GIVEN PROBLEM 1
In the article on union with Christ below, condense the paragraph beginning "Paul never uses the word" into a shorter version that keeps its main facts.
GIVEN PROBLEM 2
Extend the article on union with Christ below with further paragraphs that pick up after its final sentence.

Kevin DeYoung offers a revealing, sad, and humorous comment: “Union with Christ may be the most important doctrine you’ve never heard of.” As a local church pastor, I understand what DeYoung means. Union with Christ is packed everywhere in theology and church history, and Paul references it more times than most Christians realize. But the doctrine of union with Christ needs more attention since many Christians cannot articulate what it means. So what is this especially important doctrine that you’ve never heard of?
Union with Christ: A Definition for Ordinary Christians
Although the literal expression “union with Christ” is not found in Scripture, it’s implied everywhere in Paul’s writings. Giving a technical understanding of what union with Christ means is beyond the scope of this article. My aim, instead, is for lay Christians who are remotely familiar with the doctrine but don’t know how to define it. So let me provide a simple definition. In his fine book, Union with Christ: The Way to Know and Enjoy God, Rankin Wilbourne defines union with Christ as follows: “. . . union with Christ means that you are in Christ and Christ is in you” (p. 43).
That’s it. That’s union with Christ — You live in Jesus and Jesus lives in you.
That takes the “my personal relationship with Jesus” mantra to a whole new level!
Colossians and Christ
In Colossians, and in two other places in Scripture, Paul uses the phrase “raised with Christ” (Col 3:1). It means “to be co-resurrected.” It’s a passive verb, which points to God’s work in the lives of the original recipients of the letter but has present consequences. In response to the false teachers at Colossae who overemphasized personal effort as a means to access God and who undermined the full divinity of Jesus, the Apostle repeatedly defends the doctrine of Christ’s divinity and how his life and ours are entangled in a mystical union.
In four verses (Colossians 3:1-4), Paul hints at union with Christ four times:
- raised with Christ
- For you have died
- your life is hidden with Christ in God
- Christ who is your life
Wait a minute. How can I be raised with Christ if I’m still on Earth? How can Paul say “for you have died” when Paul expects the church at Colossae to read the letter when they receive it? My life is not hidden anywhere; it’s out in the open. I have my own life, but Christ is my life. Wait, what?
The theme of Union with Christ is not just in these four verses in Colossians but is everywhere found in Scripture. Paul speaks of being crucified with Christ (Galatians 2:20), seated with Christ in the heavenly places (Ephesians 2:6), and even buried with him (Romans 6:4). Crucified, seated, buried. Such is the mystery of union with Christ. Metaphors are required for understanding.
Paul never uses the word “Christian” in all his letters. The word Christian is only found three times in the New Testament. But “in Christ” or “in him” are found over 160 times in the Apostle Paul’s writings. The next time you read Paul’s letters, pay attention to expressions such as “in Christ” “in whom” or other references with the word “in” or “with” and then Jesus — that’s union with Christ, and it applies to you.
As a theologically credentialed pastor, I get a little nervous when Christians get too occupied with angels, demons, the second coming of Christ, and some of the more mysterious aspects of Christian doctrine. And yet, as Christians, when we look into the Scriptures, we must confess that there are aspects of the Christian faith that are mystical, mysterious, and spiritual and we must never try to replace it or ignore it or deliver these doctrines in a neat, cookie-cutter package. Union with Christ is one of those doctrines. You are in Christ and Christ is in you.

DATASET SECTION
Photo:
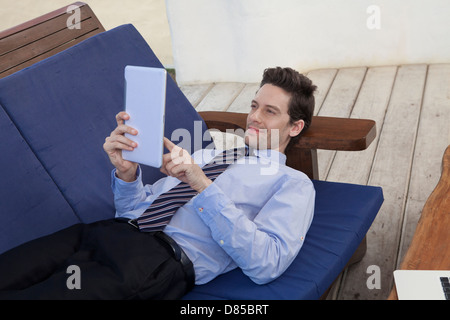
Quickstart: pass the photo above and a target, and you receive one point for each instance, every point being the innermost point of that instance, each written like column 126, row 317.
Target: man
column 244, row 219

EXERCISE ANSWER 1
Paul never uses the word "Christian" in his letters, and it appears only three times in the New Testament. By contrast, "in Christ" or "in him" occurs over 160 times in Paul's writings. When reading Paul, one should note phrases that pair "in" or "with" with Jesus, since these express union with Christ and apply to the reader.

EXERCISE ANSWER 2
Union with Christ can be understood truly, but not fully. Any Christian can know a lot about it, but no Christian knows it perfectly, since there is a mysterious aspect to it, and the secret things belong to the Lord (Deut. 29:29). Stated differently, there is a mystery about it that human language cannot fully articulate, and our finite minds cannot fully grasp. It requires faith.
Rankin Wilbourne says understanding union with Christ requires imagination. He’s right. Our Lord’s teaching ministry did not exclusively consist of explicit data. He told about a man in a certain town, a farmer with some seeds, and a judge and a widow. Stories require imagination. So we need faith and our imagination to grasp this precious doctrine.
Union with Christ: Let’s Go Deeper
Union with Christ means Jesus represents you. What happened to him, happened to you. When he died, you died. When he rose, you rose. When he ascended, you ascended. When he sat down in heaven, so did you. His life and yours are so entangled that what he did you did. He did the work, but you get some of the benefits.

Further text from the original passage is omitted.